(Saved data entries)
************

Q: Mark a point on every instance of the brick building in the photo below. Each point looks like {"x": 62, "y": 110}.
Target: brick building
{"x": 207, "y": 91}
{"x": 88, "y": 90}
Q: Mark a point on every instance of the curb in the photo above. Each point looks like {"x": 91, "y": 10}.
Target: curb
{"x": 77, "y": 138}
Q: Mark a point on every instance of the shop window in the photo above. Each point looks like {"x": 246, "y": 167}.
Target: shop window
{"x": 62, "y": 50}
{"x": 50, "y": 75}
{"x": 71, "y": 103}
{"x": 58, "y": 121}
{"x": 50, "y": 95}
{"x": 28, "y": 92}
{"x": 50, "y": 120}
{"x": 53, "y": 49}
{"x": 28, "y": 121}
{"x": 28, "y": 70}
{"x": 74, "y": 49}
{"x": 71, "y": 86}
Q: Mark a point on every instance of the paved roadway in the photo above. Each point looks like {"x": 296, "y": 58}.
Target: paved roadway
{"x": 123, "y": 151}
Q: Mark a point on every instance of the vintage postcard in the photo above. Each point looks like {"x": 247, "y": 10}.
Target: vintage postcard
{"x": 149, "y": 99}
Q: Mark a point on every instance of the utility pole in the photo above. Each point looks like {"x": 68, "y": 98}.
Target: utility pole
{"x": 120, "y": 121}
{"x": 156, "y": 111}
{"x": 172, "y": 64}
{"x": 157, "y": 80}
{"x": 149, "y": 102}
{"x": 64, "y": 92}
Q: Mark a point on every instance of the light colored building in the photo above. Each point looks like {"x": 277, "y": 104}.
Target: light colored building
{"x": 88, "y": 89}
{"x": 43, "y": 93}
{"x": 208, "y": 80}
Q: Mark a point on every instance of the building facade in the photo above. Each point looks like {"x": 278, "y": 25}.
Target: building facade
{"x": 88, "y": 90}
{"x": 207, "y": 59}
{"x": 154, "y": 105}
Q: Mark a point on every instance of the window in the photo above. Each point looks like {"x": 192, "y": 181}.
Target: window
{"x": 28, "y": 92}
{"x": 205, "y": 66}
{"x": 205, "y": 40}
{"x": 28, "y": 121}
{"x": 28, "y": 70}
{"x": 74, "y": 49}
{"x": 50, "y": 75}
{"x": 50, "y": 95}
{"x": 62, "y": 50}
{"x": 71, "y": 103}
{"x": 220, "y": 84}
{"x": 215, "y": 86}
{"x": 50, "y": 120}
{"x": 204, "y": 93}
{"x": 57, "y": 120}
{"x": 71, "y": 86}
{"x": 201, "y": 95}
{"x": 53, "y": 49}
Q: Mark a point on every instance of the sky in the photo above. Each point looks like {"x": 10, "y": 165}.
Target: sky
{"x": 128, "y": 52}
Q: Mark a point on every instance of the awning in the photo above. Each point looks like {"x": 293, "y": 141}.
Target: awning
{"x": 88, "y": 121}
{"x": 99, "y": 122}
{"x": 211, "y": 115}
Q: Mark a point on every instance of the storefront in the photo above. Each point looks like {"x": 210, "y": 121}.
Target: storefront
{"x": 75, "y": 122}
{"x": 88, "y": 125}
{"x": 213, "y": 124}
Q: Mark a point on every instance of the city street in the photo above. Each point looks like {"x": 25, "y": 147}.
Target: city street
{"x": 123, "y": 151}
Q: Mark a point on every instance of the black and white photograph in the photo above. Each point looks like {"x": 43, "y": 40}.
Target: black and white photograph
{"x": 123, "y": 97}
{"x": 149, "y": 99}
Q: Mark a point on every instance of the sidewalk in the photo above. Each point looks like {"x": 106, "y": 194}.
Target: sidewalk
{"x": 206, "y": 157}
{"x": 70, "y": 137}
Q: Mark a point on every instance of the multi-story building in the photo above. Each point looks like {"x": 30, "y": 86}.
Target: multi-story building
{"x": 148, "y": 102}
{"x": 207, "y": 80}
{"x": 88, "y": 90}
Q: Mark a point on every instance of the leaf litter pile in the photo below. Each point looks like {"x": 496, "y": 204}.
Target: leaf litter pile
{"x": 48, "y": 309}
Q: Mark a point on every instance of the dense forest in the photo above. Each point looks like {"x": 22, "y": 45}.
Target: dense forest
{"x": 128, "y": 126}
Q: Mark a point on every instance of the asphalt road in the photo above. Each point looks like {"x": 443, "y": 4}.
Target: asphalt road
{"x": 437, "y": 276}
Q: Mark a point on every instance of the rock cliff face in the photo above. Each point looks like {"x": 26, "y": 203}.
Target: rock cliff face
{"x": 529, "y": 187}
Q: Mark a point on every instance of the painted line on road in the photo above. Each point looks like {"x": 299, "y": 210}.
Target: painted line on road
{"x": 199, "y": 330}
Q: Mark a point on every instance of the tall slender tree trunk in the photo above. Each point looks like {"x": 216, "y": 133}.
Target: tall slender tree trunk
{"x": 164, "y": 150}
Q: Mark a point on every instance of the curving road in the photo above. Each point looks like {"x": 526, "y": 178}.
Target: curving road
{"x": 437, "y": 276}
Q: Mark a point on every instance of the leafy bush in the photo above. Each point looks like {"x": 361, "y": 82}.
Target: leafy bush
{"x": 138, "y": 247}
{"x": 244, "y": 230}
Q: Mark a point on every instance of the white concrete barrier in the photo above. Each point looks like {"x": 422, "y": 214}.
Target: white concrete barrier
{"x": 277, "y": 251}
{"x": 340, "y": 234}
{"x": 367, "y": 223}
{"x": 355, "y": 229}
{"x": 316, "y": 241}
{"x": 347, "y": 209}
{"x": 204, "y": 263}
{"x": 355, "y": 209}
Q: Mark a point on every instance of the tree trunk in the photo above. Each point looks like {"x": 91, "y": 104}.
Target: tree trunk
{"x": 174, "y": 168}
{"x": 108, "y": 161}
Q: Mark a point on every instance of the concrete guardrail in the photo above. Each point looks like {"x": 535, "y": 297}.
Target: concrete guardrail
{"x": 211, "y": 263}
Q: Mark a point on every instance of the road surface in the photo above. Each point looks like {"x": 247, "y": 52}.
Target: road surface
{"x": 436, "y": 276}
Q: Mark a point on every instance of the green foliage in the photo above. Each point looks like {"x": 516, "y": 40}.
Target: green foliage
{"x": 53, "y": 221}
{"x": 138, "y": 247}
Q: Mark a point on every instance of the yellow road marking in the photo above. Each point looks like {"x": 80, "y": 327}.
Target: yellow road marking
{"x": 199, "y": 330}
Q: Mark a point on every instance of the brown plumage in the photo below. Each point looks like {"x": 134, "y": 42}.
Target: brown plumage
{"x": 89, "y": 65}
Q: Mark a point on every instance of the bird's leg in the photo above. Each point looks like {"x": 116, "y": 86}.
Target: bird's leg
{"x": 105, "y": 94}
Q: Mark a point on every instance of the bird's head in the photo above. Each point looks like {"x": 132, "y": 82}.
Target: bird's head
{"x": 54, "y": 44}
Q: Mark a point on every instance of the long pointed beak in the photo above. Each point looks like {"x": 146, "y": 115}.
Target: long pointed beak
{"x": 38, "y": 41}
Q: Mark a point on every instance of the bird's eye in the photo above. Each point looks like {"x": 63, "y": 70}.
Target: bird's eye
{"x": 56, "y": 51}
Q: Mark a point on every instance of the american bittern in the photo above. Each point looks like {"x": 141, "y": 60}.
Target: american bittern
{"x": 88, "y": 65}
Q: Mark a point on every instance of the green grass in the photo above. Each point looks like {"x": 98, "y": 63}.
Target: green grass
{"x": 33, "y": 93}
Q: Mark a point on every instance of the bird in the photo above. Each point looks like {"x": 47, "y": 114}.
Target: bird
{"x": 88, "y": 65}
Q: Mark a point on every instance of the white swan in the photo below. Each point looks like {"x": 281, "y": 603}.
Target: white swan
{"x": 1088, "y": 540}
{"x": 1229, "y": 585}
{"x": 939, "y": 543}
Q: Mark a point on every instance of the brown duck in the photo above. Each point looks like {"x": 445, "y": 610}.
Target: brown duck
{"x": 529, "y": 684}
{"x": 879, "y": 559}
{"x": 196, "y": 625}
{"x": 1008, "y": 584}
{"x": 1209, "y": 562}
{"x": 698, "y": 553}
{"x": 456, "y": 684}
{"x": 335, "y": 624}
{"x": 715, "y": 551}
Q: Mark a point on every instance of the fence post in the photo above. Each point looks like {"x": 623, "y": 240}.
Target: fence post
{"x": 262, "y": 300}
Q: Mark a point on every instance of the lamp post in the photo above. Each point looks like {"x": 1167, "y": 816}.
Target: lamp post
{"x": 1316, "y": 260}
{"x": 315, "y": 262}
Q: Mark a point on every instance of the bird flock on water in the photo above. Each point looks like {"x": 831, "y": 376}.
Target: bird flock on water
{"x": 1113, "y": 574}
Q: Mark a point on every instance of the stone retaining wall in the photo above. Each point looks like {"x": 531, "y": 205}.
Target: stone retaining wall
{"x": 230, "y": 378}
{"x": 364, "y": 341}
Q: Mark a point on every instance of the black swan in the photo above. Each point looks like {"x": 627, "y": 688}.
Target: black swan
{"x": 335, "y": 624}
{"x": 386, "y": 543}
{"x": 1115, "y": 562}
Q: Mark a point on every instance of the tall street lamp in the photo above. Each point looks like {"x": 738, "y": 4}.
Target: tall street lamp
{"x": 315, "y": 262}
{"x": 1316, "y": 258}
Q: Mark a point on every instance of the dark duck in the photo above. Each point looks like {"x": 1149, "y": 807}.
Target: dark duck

************

Reproduce, without changing a character, everything from the line containing "Q: Mark a point on every instance of the lamp" down to the last line of the items.

Q: Mark a point on every instance of the lamp post in the photo above. Each point looks like {"x": 1167, "y": 816}.
Target: lamp post
{"x": 1316, "y": 260}
{"x": 315, "y": 262}
Q: Mark a point on every instance of the bird flock on water in the photo above. Each point looks like {"x": 831, "y": 376}.
Target: bird flock on water
{"x": 1113, "y": 574}
Q: Mark a point on every instance of the stone retaining wall in the photo above. Each point looks like {"x": 531, "y": 205}.
Target: stone retaining wall
{"x": 230, "y": 378}
{"x": 364, "y": 341}
Q: Mark a point on every instance of the black swan in the photo above. Each point looks like {"x": 627, "y": 688}.
Target: black swan
{"x": 335, "y": 624}
{"x": 386, "y": 543}
{"x": 1115, "y": 562}
Q: Mark a point on every instance of the tall street lamp in the photo above. Each point looks like {"x": 738, "y": 4}.
Target: tall street lamp
{"x": 315, "y": 262}
{"x": 1316, "y": 258}
Q: Mark a point on every instance of the dark duck in the photo above. Each point looks like {"x": 1149, "y": 807}.
Target: dark duck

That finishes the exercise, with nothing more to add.